## [INSTRUCTIONS TO FOLLOW]
From the first line to the last, copy the material word for word; pictures stay out.

## [INFORMATION]
▬▬▬▬▬▬▬▬▬▬

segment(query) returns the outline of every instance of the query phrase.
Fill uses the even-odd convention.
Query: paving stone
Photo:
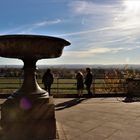
[[[56,99],[69,102],[72,99]],[[140,140],[140,103],[123,98],[90,98],[56,111],[67,140]]]

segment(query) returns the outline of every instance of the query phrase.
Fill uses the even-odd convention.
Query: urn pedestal
[[[1,140],[57,139],[53,97],[8,99],[1,109]]]

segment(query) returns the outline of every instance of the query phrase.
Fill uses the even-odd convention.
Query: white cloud
[[[35,28],[38,28],[38,27],[42,27],[42,26],[57,24],[57,23],[60,23],[60,22],[61,22],[60,19],[56,19],[56,20],[52,20],[52,21],[41,21],[41,22],[38,22],[38,23],[34,23],[33,26]]]
[[[71,11],[74,15],[87,16],[91,23],[96,17],[110,17],[106,21],[112,26],[123,26],[123,28],[140,27],[140,1],[123,0],[118,3],[100,4],[94,1],[77,0],[70,4]],[[105,21],[103,21],[105,22]]]
[[[122,51],[123,48],[93,48],[89,52],[92,54],[104,54],[104,53],[117,53]]]
[[[61,22],[60,19],[56,19],[56,20],[52,20],[52,21],[41,21],[41,22],[33,23],[26,30],[22,31],[22,33],[30,33],[35,29],[38,29],[41,27],[47,27],[47,26],[53,25],[53,24],[58,24],[60,22]]]
[[[79,31],[79,32],[71,32],[71,33],[66,33],[66,34],[60,34],[59,36],[75,36],[75,35],[82,35],[82,34],[89,34],[89,33],[94,33],[94,32],[101,32],[101,31],[108,31],[116,29],[116,27],[103,27],[103,28],[98,28],[98,29],[90,29],[90,30],[85,30],[85,31]]]
[[[112,4],[104,2],[97,4],[92,0],[77,0],[71,2],[70,8],[73,15],[81,16],[82,21],[83,17],[89,19],[88,28],[61,36],[81,37],[83,42],[87,42],[84,43],[87,53],[90,54],[90,51],[93,54],[116,53],[139,48],[137,40],[140,36],[140,1],[123,0]],[[101,17],[102,20],[95,21],[95,17]],[[79,51],[84,49],[84,45],[79,47]],[[93,46],[100,47],[90,50]],[[121,47],[114,49],[115,46]],[[81,56],[86,56],[86,52],[82,54]]]
[[[65,51],[63,56],[65,57],[72,57],[74,56],[75,58],[88,58],[92,57],[95,55],[100,55],[100,54],[115,54],[115,53],[120,53],[120,52],[125,52],[125,51],[132,51],[140,49],[140,46],[136,47],[118,47],[118,48],[107,48],[107,47],[96,47],[96,48],[90,48],[88,50],[79,50],[79,51]]]
[[[77,15],[106,14],[110,11],[114,13],[116,6],[107,4],[97,4],[93,1],[73,1],[70,4],[72,11]]]
[[[89,52],[93,54],[102,54],[102,53],[119,53],[121,51],[132,51],[135,49],[140,49],[140,46],[136,47],[118,47],[118,48],[93,48]]]
[[[140,1],[124,0],[122,7],[120,13],[115,17],[114,25],[123,26],[124,29],[140,27]]]
[[[54,24],[59,24],[62,22],[61,19],[55,19],[55,20],[45,20],[45,21],[40,21],[32,24],[26,24],[26,25],[21,25],[16,28],[13,28],[11,30],[3,32],[3,34],[9,34],[9,33],[18,33],[18,34],[24,34],[24,33],[32,33],[34,30],[42,27],[47,27],[50,25]]]
[[[97,4],[94,1],[77,0],[71,2],[70,8],[73,15],[84,16],[88,19],[90,27],[94,27],[95,22],[100,22],[98,21],[99,17],[102,19],[99,23],[99,25],[102,25],[101,28],[104,28],[103,25],[109,25],[110,28],[130,31],[130,29],[140,27],[139,0],[123,0],[112,4],[105,4],[104,2]]]

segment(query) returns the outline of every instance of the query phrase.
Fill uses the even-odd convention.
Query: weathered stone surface
[[[57,138],[53,99],[8,99],[2,104],[2,140]]]

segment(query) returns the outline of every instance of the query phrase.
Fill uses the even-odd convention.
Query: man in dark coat
[[[53,74],[50,69],[47,69],[42,78],[42,83],[44,84],[45,90],[48,91],[49,95],[51,95],[51,85],[53,84]]]
[[[85,76],[84,83],[86,85],[86,90],[87,90],[89,96],[92,96],[92,92],[90,91],[92,80],[93,80],[93,75],[91,73],[91,70],[90,70],[90,68],[86,68],[86,76]]]

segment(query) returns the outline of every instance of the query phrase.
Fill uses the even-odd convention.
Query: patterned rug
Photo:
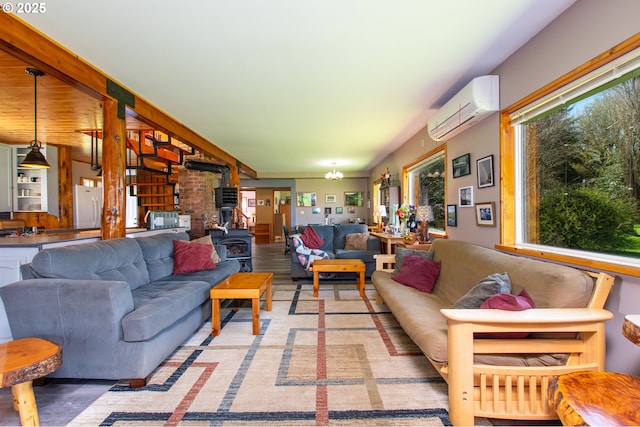
[[[225,301],[149,385],[117,384],[70,425],[450,425],[447,385],[375,291],[350,282],[274,285],[251,334],[250,304]]]

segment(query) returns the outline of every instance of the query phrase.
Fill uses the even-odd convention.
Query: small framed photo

▬▬▬▬▬▬▬▬▬▬

## [EXERCISE ANSWER]
segment(query) returns the outline of every instance of the query phrase.
Fill uses the even-odd convention.
Query: paving stone
Photo:
[[[56,99],[69,102],[72,99]],[[140,140],[140,103],[123,98],[90,98],[56,111],[67,140]]]

segment(query) returns the outline of every instance of the query phrase.
Fill uses the even-odd convention.
Query: urn pedestal
[[[1,140],[57,139],[53,97],[8,99],[1,109]]]

segment(query) returns the outline of every instance of the query phrase.
Fill uses the even-odd convention.
Query: white cloud
[[[35,28],[38,28],[38,27],[42,27],[42,26],[57,24],[57,23],[60,23],[60,22],[61,22],[60,19],[56,19],[56,20],[52,20],[52,21],[41,21],[41,22],[38,22],[38,23],[34,23],[33,26]]]
[[[71,11],[74,15],[87,16],[91,23],[96,17],[110,17],[106,21],[112,26],[123,26],[123,28],[140,27],[140,1],[123,0],[118,3],[100,4],[94,1],[77,0],[70,4]],[[105,21],[103,21],[105,22]]]
[[[122,51],[123,48],[93,48],[89,52],[92,54],[104,54],[104,53],[117,53]]]
[[[61,22],[60,19],[56,19],[56,20],[52,20],[52,21],[41,21],[41,22],[33,23],[26,30],[22,31],[22,33],[30,33],[35,29],[38,29],[41,27],[47,27],[47,26],[53,25],[53,24],[58,24],[60,22]]]
[[[79,31],[79,32],[71,32],[71,33],[66,33],[66,34],[60,34],[59,36],[75,36],[75,35],[82,35],[82,34],[89,34],[89,33],[94,33],[94,32],[101,32],[101,31],[108,31],[116,29],[116,27],[103,27],[103,28],[98,28],[98,29],[90,29],[90,30],[85,30],[85,31]]]
[[[112,4],[104,2],[97,4],[92,0],[77,0],[71,2],[70,8],[73,15],[81,16],[82,21],[83,17],[89,19],[88,28],[61,36],[81,37],[83,42],[87,42],[84,43],[87,53],[90,54],[90,51],[93,54],[116,53],[139,48],[137,40],[140,36],[140,1],[123,0]],[[101,17],[102,20],[95,21],[95,17]],[[79,51],[84,49],[84,45],[79,47]],[[93,46],[100,47],[90,50]],[[121,47],[114,49],[115,46]],[[81,56],[86,56],[86,52],[82,54]]]
[[[65,51],[63,56],[65,57],[72,57],[74,56],[75,58],[88,58],[92,57],[95,55],[100,55],[100,54],[115,54],[115,53],[120,53],[120,52],[125,52],[125,51],[132,51],[140,49],[140,46],[136,47],[118,47],[118,48],[107,48],[107,47],[96,47],[96,48],[90,48],[88,50],[79,50],[79,51]]]
[[[77,15],[106,14],[110,11],[114,13],[116,6],[107,4],[97,4],[93,1],[73,1],[70,4],[72,11]]]
[[[89,52],[93,54],[102,54],[102,53],[119,53],[121,51],[132,51],[135,49],[140,49],[140,46],[136,47],[118,47],[118,48],[93,48]]]
[[[140,1],[124,0],[122,7],[120,13],[115,17],[114,25],[123,26],[124,29],[140,27]]]
[[[54,24],[59,24],[62,22],[61,19],[55,19],[55,20],[45,20],[45,21],[40,21],[32,24],[26,24],[26,25],[21,25],[16,28],[13,28],[11,30],[3,32],[3,34],[9,34],[9,33],[18,33],[18,34],[24,34],[24,33],[32,33],[34,30],[42,27],[47,27],[50,25]]]
[[[97,4],[94,1],[77,0],[71,2],[70,8],[73,15],[84,16],[88,19],[90,27],[94,27],[95,22],[100,22],[98,21],[99,17],[102,19],[99,23],[99,25],[102,25],[101,28],[104,28],[103,25],[109,25],[110,28],[130,31],[130,29],[140,27],[139,0],[123,0],[112,4],[105,4],[104,2]]]

segment(query) returns the outline of every instance of the query phrase.
Fill uses the even-odd convention.
Query: weathered stone surface
[[[57,138],[53,99],[8,99],[2,104],[2,140]]]

segment(query) returns the outline of every instance of the query phrase.
Fill uses the even-odd convention.
Query: man in dark coat
[[[53,74],[50,69],[47,69],[42,78],[42,83],[44,84],[45,90],[48,91],[49,95],[51,95],[51,85],[53,84]]]
[[[85,76],[84,83],[86,85],[86,90],[87,90],[89,96],[92,96],[92,92],[90,91],[92,80],[93,80],[93,75],[91,73],[91,70],[90,70],[90,68],[86,68],[86,76]]]

segment(query) returns the outline of every instance of the query phrase.
Fill uses the even-odd convention.
Query: patterned rug
Photo:
[[[225,301],[149,385],[117,384],[70,425],[450,425],[447,385],[375,291],[350,282],[274,285],[251,334],[250,304]]]

segment(query) returns the outline of every instance of the query phrase.
Fill uses the even-odd convention.
Query: small framed photo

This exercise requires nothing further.